TASK GOAL: Set down every entry once more, character for character.

INPUT RECORDS:
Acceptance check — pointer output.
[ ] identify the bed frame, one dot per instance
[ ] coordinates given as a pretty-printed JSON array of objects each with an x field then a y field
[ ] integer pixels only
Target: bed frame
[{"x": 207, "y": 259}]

REPLY:
Acceptance check — pointer output.
[ ] identify the bed frame, one dot per instance
[ ] coordinates given as a pretty-printed JSON array of objects each with an x field then a y field
[ ] integer pixels only
Target: bed frame
[{"x": 207, "y": 259}]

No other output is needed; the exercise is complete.